**WORK TO BE COMPLETED**.
Which lines of the data below contain "glasses"? Please show them all.

(DATA RECORDS begins)

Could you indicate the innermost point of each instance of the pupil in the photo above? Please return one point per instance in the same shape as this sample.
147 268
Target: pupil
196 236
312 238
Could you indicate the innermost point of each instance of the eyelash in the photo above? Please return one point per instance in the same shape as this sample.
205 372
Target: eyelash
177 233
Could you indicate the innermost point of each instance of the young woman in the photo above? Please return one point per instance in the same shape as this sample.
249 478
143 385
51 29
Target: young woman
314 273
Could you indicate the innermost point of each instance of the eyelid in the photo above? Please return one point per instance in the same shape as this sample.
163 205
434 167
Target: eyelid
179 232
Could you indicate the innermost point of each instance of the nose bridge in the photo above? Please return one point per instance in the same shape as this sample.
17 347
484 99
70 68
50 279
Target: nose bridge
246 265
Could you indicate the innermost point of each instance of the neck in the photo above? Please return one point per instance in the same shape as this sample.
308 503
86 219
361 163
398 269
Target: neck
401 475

(DATA RECORDS ends)
(DATA RECORDS begins)

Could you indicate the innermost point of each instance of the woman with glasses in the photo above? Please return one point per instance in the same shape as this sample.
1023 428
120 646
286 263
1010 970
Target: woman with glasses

(DATA RECORDS ends)

**EXPECTED OUTPUT**.
Could you indicate the innermost point of each instance of the woman with glasses in the photo above? Please return one point per instance in the same shape as this sample.
Target: woman with glasses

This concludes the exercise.